-- SOURCE TEXT --

Fueling on the Run: For runs lasting more than 60 minutes, it's a good rule of thumb to take in 30-60 grams of carbohydrates every hour. Use the chart below from Runner's World to help you select some foods good for during your run. Be careful when using sports gels. There’s nothing wrong with them, but if you’re using them along with a sports drink, some may find themselves having stomach issues. Both are packed with carbs and usually the carbs are of the simple sugar variety. While your body will need to replenish is glycogen stores during the race, you don’t want overkill. Everyone is different and there’s no one cure-all, but for some carrying a bottle of water to use when taking a gel works well. Some may find that they can continue drinking only water throughout the entire run, if the gels they’re using contain carbs and essential electrolytes.
I’ve discovered that 100% coconut water contains the right amount of carbs and electrolytes for my long runs. I have problems with calf cramps and coconut water naturally has 15x the potassium of a banana and 2-3x the amount of potassium as most sports drinks. Others do better to drink water, take an electrolyte replacement tablet and then pack some pretzels, crackers, jellybeans, or Fig Newtons for their carb source. I have one running buddy that takes an Uncrustable along. Uncrustables are those little round frozen peanut butter and jelly sandwiches with the crimped sides. He says it thaws on the run and by the time he needs one later in the run it’s ready to eat. Like I said, everyone is different.
Post-run Refueling: Eating 300 - 400 calories with a 4:1 ratio of carbs and proteins within 30-45 minutes after finishing your run will help ensure a quicker recovery. During a long run, you deplete your glycogen stores as well as create microscopic tears in your muscle tissue. Eating a carb/protein mixture helps to restore the glycogen and repair those tiny tears which is the muscle-building process.
Some good post-run eats include:
- a glass of low-fat chocolate milk (it has the perfect 4:1 ratio of carbs/protein)
- a bagel with peanut butter or almond butter or Nutella (I love Nutella!)
- whole wheat crackers and peanut butter or almond butter
- a smoothie made with fruit and yogurt
- baked potato with Greek yogurt
- brown rice pudding with sliced banana
- whole-grain cereal with skim milk
- lowfat yogurt and fruit
What are some of your favorite pre-, during-, and post-run eats?

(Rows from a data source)
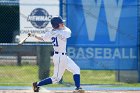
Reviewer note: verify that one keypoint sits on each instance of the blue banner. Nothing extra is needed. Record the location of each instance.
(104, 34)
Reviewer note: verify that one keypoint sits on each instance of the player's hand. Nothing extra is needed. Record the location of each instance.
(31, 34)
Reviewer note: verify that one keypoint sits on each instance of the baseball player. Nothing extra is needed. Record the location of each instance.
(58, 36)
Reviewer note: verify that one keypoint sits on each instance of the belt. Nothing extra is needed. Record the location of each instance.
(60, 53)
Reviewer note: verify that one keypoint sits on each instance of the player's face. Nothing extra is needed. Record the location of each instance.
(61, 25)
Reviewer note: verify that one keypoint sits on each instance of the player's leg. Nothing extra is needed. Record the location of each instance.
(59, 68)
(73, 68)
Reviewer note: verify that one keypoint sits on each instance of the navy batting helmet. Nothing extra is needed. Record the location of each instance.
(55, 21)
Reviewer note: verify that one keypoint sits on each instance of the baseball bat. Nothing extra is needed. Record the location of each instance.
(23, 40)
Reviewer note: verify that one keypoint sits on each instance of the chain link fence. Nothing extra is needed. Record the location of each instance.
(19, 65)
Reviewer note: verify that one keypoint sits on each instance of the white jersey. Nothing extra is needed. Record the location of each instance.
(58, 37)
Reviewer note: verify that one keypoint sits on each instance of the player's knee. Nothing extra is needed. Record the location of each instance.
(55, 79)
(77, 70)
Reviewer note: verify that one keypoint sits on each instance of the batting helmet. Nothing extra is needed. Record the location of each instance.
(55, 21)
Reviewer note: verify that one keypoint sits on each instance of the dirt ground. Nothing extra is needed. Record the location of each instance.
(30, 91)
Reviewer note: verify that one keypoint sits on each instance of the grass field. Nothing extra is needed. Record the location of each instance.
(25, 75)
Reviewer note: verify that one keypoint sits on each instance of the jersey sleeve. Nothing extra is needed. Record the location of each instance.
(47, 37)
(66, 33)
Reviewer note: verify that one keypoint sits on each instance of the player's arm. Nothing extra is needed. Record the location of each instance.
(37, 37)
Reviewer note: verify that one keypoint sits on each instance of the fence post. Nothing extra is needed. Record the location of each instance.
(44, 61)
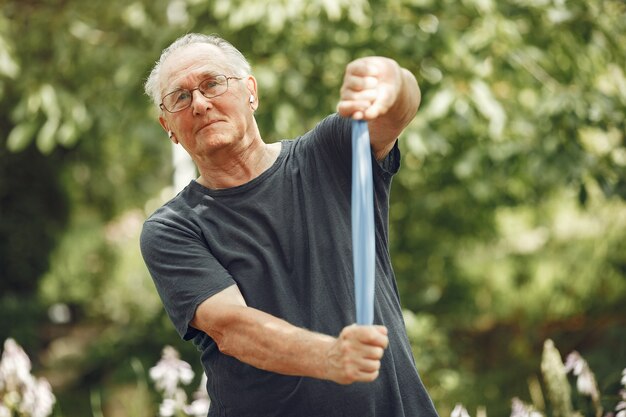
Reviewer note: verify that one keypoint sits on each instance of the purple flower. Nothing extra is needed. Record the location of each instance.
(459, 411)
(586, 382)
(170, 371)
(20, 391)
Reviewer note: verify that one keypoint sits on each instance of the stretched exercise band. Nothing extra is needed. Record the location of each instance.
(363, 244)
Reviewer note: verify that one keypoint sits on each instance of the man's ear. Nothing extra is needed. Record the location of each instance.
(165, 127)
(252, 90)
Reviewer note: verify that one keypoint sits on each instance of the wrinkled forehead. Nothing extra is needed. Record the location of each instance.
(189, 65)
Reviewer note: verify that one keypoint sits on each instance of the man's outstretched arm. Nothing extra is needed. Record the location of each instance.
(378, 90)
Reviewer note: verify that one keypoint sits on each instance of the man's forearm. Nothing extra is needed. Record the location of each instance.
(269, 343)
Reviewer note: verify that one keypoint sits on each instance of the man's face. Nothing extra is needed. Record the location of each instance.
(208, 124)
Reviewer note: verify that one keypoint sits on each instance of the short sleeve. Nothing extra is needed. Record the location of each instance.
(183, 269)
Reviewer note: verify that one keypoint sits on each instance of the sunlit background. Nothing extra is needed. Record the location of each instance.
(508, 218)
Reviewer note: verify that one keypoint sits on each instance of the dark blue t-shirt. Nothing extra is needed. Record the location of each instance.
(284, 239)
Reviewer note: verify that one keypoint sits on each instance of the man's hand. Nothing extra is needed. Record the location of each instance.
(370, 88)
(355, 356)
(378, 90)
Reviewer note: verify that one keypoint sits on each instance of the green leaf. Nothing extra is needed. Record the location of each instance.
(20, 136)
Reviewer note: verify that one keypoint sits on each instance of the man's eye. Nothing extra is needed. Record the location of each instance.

-- EXERCISE --
Output the passage of the running nutrition text above that runs from "- whole wheat" up to and including "and post-run eats?", copied word for word.

-- WRITTEN SOLUTION --
- whole wheat crackers and peanut butter or almond butter
- a smoothie made with fruit and yogurt
- baked potato with Greek yogurt
- brown rice pudding with sliced banana
- whole-grain cereal with skim milk
- lowfat yogurt and fruit
What are some of your favorite pre-, during-, and post-run eats?